• Work to complete: Reproduce verbatim the listing from the line with "# point at: hunter" up to and including the line with "# point at: dog's head".

• Dataset excerpts:

··········

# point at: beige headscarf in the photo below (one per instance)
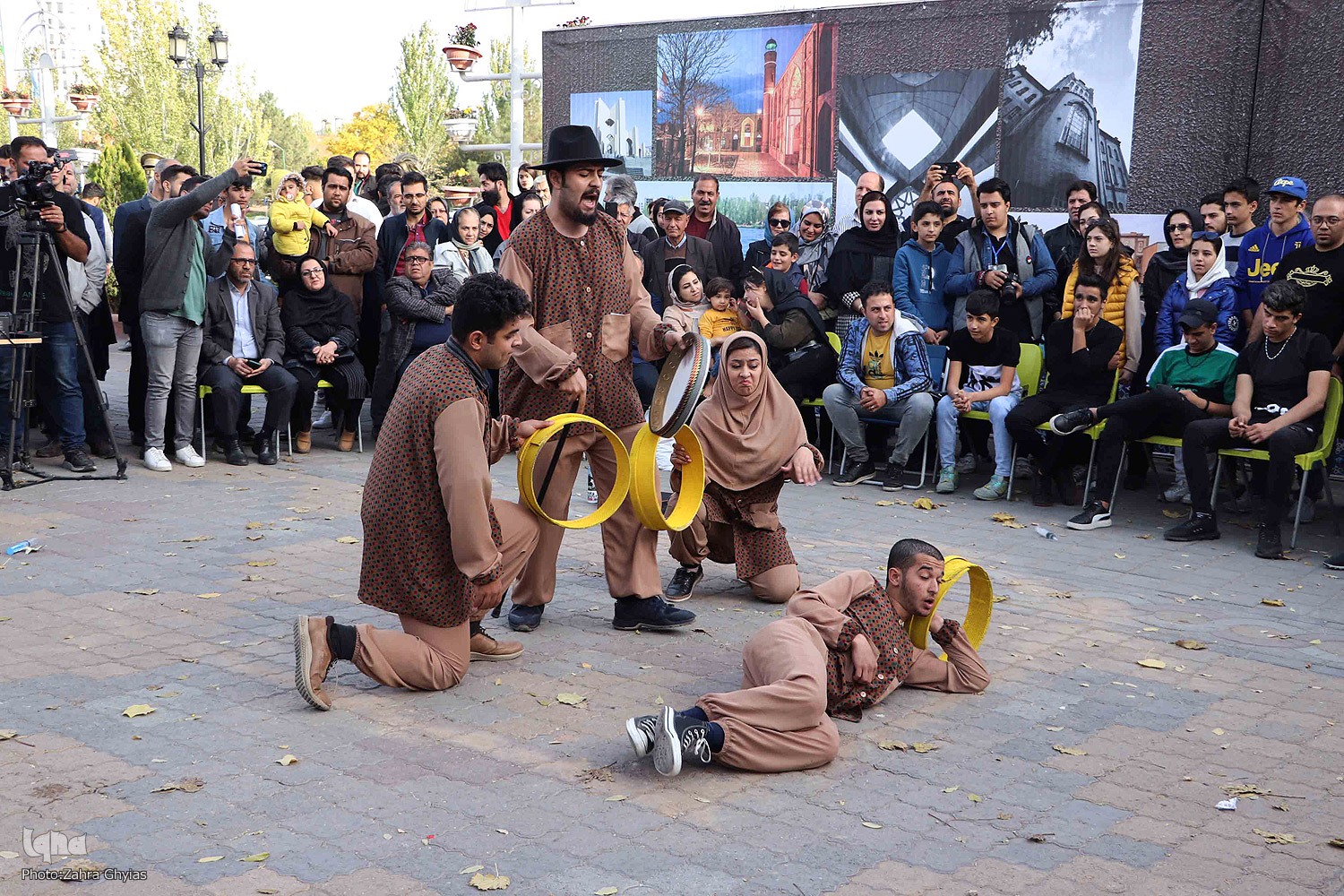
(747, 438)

··········

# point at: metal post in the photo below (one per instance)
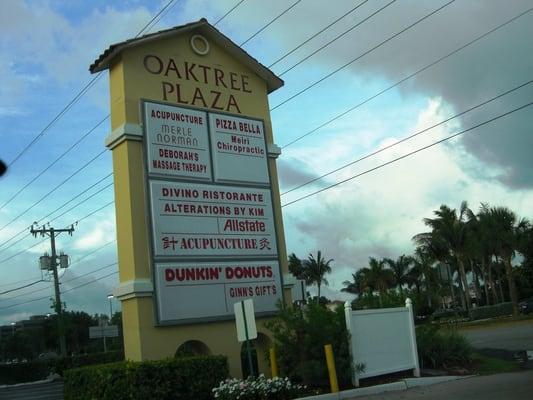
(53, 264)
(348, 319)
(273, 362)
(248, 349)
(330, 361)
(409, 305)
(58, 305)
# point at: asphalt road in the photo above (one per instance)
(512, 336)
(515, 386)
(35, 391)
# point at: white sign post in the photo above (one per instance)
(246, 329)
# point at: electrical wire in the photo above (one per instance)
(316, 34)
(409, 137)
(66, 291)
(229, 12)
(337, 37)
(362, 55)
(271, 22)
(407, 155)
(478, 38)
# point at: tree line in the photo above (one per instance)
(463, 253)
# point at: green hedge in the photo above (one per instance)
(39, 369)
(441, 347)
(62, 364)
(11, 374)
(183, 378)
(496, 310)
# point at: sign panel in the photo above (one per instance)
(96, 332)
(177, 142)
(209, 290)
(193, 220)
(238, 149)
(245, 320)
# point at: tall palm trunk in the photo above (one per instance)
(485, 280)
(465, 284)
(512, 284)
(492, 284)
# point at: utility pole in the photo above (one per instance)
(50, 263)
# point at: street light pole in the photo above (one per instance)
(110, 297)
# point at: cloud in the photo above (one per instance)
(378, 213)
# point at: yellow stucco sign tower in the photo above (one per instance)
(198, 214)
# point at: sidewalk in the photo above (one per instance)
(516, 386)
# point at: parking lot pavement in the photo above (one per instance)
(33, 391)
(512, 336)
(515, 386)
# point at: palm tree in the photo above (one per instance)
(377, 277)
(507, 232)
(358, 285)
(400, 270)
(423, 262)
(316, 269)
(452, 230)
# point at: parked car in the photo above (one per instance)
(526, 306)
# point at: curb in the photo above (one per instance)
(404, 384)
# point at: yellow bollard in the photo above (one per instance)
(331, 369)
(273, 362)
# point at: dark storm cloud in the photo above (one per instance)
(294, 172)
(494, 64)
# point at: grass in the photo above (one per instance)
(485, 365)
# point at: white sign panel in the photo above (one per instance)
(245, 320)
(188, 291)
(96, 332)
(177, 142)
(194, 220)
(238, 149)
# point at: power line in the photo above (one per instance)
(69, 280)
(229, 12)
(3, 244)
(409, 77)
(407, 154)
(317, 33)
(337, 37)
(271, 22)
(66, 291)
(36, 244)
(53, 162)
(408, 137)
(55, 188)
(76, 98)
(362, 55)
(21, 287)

··········

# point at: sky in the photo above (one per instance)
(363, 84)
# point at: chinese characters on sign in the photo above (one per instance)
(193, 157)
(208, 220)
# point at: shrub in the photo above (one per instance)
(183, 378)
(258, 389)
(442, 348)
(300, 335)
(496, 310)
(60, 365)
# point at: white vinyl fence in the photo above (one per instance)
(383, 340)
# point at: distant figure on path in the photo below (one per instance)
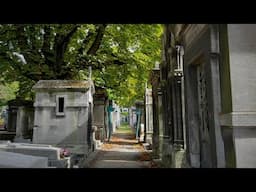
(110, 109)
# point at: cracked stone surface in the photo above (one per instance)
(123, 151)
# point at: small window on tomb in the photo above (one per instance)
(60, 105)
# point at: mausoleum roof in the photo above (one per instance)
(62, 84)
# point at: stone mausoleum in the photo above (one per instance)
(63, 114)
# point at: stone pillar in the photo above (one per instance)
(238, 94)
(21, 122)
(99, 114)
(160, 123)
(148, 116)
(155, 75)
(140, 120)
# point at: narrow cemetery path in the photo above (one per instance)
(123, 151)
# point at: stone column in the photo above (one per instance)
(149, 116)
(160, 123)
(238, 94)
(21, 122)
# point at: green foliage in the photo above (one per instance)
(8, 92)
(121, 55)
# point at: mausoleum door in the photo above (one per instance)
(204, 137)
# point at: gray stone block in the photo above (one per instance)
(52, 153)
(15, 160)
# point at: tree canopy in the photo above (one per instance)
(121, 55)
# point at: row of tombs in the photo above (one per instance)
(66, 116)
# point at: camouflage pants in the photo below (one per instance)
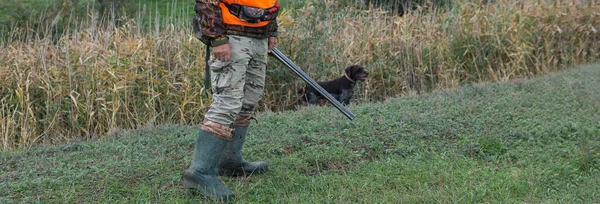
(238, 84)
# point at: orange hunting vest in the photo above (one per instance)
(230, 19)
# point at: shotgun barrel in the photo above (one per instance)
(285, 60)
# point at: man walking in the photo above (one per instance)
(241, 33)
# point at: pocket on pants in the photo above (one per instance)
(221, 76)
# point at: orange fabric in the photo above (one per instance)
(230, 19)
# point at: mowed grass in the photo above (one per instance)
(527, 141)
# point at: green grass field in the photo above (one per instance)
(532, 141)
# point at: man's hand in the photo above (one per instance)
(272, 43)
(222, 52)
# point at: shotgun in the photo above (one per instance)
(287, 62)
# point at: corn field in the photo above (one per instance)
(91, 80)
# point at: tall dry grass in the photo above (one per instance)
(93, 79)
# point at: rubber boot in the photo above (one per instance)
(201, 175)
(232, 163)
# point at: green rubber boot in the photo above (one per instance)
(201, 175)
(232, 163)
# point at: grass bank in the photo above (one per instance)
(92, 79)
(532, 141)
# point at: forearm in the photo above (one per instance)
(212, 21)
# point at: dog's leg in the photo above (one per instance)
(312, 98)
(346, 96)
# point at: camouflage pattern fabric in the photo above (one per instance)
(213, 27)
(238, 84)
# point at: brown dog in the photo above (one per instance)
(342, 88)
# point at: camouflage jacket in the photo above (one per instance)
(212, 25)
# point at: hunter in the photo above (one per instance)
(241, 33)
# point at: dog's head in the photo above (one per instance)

··········

• Right answer:
# point at: hunter in the photo above (one per instance)
(241, 33)
# point at: dog's head in the photo above (one per instance)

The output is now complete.